Gather every line of the listing below that contains the string "swan", matching case exactly.

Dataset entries

::::

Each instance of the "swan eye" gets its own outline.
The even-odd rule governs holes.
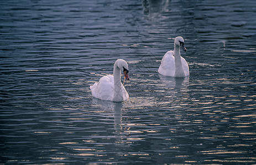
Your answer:
[[[184,45],[184,42],[182,42],[182,41],[179,41],[179,42],[180,42],[180,45]]]
[[[128,70],[127,69],[126,69],[124,67],[123,67],[123,72],[126,71],[126,73],[129,73],[129,70]]]

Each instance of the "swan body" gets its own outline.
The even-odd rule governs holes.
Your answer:
[[[98,82],[90,86],[92,96],[104,100],[124,101],[128,99],[129,95],[121,83],[121,70],[127,80],[128,66],[123,59],[118,59],[114,64],[114,75],[102,77]]]
[[[167,52],[163,57],[158,73],[165,76],[185,78],[189,75],[189,68],[186,60],[180,56],[180,48],[184,51],[184,40],[177,37],[174,40],[174,51]]]

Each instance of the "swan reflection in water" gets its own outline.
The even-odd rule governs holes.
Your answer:
[[[126,143],[124,140],[129,134],[129,128],[126,127],[129,122],[124,122],[122,116],[122,111],[126,102],[112,102],[96,98],[93,98],[92,101],[100,111],[113,113],[114,131],[112,134],[115,138],[115,144],[123,147]]]
[[[177,91],[186,89],[189,84],[189,76],[174,78],[159,74],[160,79],[163,80],[169,89],[174,89]]]

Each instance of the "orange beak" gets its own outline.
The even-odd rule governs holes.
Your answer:
[[[126,70],[124,71],[123,72],[123,74],[124,74],[124,76],[126,77],[126,79],[127,80],[129,80],[130,79],[130,78],[129,78],[129,76],[128,75],[128,73],[127,73],[127,72]]]

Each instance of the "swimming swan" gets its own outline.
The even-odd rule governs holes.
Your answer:
[[[174,51],[167,52],[163,57],[158,73],[165,76],[184,78],[189,75],[189,69],[186,60],[180,56],[180,47],[184,51],[184,40],[176,37],[174,40]]]
[[[121,83],[121,71],[129,80],[128,65],[123,59],[117,59],[114,64],[114,76],[106,75],[102,77],[98,82],[90,86],[92,96],[104,100],[116,102],[126,101],[129,95]]]

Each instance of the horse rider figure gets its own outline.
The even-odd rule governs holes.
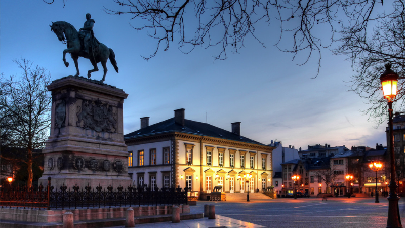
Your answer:
[[[92,15],[90,14],[86,14],[87,20],[83,25],[83,27],[79,29],[78,32],[79,36],[83,39],[83,51],[87,54],[89,54],[89,45],[92,42],[92,39],[94,37],[93,27],[96,22],[91,18]]]

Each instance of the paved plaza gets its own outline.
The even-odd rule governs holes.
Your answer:
[[[215,205],[216,213],[268,227],[385,227],[388,202],[380,198],[328,198],[253,200],[250,202],[198,201],[192,212],[204,211],[204,204]],[[399,201],[405,224],[405,201]],[[221,225],[216,225],[220,226]],[[232,227],[235,227],[233,226]],[[247,227],[249,227],[247,226]]]

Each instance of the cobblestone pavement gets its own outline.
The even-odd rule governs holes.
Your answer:
[[[381,198],[344,197],[253,200],[250,202],[198,201],[192,212],[204,212],[205,204],[215,205],[216,214],[268,227],[385,227],[388,202]],[[405,201],[399,201],[402,225]]]

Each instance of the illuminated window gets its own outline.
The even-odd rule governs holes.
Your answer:
[[[193,150],[192,149],[187,149],[186,153],[186,162],[187,164],[192,164],[193,160]]]
[[[132,151],[130,151],[130,156],[128,156],[128,167],[132,166]]]
[[[222,152],[218,153],[218,164],[220,166],[224,166],[224,153]]]
[[[150,165],[156,165],[156,149],[150,149]]]
[[[192,189],[193,188],[192,176],[186,176],[186,186],[190,190]]]
[[[169,147],[163,148],[163,164],[170,163],[170,153],[169,151]]]
[[[170,186],[169,180],[169,175],[163,176],[163,186],[166,188],[169,188]]]
[[[212,157],[212,151],[211,150],[207,150],[207,165],[211,165],[211,158]]]
[[[143,150],[139,150],[138,151],[138,165],[139,166],[142,166],[144,165],[144,154],[145,153]]]

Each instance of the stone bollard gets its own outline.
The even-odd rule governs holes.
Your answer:
[[[134,219],[134,209],[128,208],[125,211],[125,227],[135,227]]]
[[[67,212],[63,214],[63,228],[73,228],[73,213]]]
[[[180,209],[179,207],[173,207],[173,214],[172,215],[172,222],[180,222]]]
[[[208,206],[208,219],[215,219],[215,205],[211,204]]]
[[[204,217],[208,217],[208,204],[204,205]]]

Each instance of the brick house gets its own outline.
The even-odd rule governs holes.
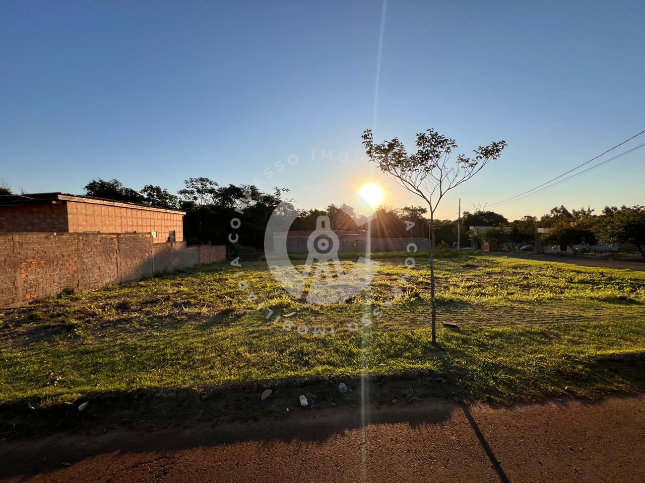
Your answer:
[[[185,211],[62,193],[0,196],[0,232],[151,233],[183,242]]]

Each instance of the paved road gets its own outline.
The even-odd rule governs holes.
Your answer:
[[[486,256],[508,256],[511,258],[523,258],[527,260],[558,261],[561,263],[573,263],[585,267],[604,267],[608,269],[623,269],[645,271],[645,262],[622,261],[621,260],[595,260],[593,258],[569,258],[557,255],[537,255],[526,253],[504,253],[501,252],[482,252]]]
[[[399,402],[292,410],[282,421],[115,431],[0,445],[28,482],[645,481],[645,396],[511,408]]]

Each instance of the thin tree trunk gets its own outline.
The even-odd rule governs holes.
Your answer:
[[[435,298],[435,214],[430,211],[430,300],[432,303],[432,343],[437,343],[437,299]]]
[[[636,245],[636,248],[637,248],[639,251],[640,252],[640,254],[643,256],[643,258],[645,258],[645,252],[643,251],[643,247],[641,246],[640,243],[638,243]]]

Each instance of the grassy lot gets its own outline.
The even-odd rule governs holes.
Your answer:
[[[343,261],[344,269],[352,263]],[[471,256],[438,265],[439,320],[461,330],[440,328],[437,346],[428,325],[430,271],[421,257],[412,269],[402,258],[382,260],[371,290],[334,305],[294,299],[257,261],[5,309],[0,400],[36,397],[46,404],[89,392],[362,368],[428,369],[466,401],[639,387],[642,368],[617,366],[604,356],[645,350],[645,273]],[[411,276],[407,284],[404,273]],[[353,330],[375,308],[382,316]]]

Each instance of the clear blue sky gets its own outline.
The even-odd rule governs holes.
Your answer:
[[[381,12],[376,1],[3,1],[0,178],[72,193],[99,176],[172,191],[189,176],[255,180],[305,187],[311,205],[333,189],[309,184],[382,181],[360,140],[373,127]],[[412,147],[432,127],[466,153],[508,142],[443,216],[459,196],[468,208],[528,189],[645,129],[644,18],[642,1],[390,1],[375,138]],[[290,155],[297,164],[267,180]],[[644,158],[500,211],[645,204]],[[402,195],[386,201],[421,204]]]

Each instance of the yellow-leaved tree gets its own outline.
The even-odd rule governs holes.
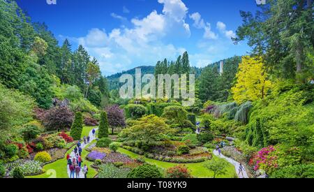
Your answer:
[[[231,91],[238,104],[263,98],[271,86],[260,57],[243,57],[236,77],[237,83]]]

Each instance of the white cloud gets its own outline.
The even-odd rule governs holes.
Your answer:
[[[114,17],[115,19],[117,19],[117,20],[120,20],[121,21],[126,21],[127,20],[127,19],[126,17],[122,17],[121,15],[117,15],[117,14],[116,14],[114,13],[112,13],[110,14],[110,15],[111,15],[111,17]]]
[[[204,35],[203,37],[207,39],[217,39],[218,35],[216,35],[213,31],[211,31],[211,24],[204,22],[202,19],[202,16],[200,13],[196,12],[189,15],[189,17],[194,21],[193,26],[197,29],[203,29]]]
[[[127,8],[126,6],[124,6],[123,12],[124,12],[124,13],[130,13],[130,10],[128,10],[128,8]]]
[[[227,31],[227,27],[225,24],[224,24],[222,22],[218,22],[216,24],[217,29],[219,30],[219,31],[222,34],[223,34],[226,37],[229,38],[235,38],[236,34],[232,30]]]

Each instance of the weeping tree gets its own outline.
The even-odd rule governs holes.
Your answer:
[[[81,138],[82,131],[83,131],[83,117],[82,112],[77,112],[74,119],[70,131],[70,135],[73,138],[74,140],[78,140]]]
[[[108,119],[107,117],[107,112],[103,111],[100,113],[100,122],[99,124],[98,138],[107,138],[108,137]]]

::::

_Response to the task:_
Each instance of the "swan eye" gets its own outline.
Each instance of the "swan body" gets its own outline.
Each instance of the "swan reflection in water" gets its own outline.
Each instance of the "swimming swan" gets its own outline.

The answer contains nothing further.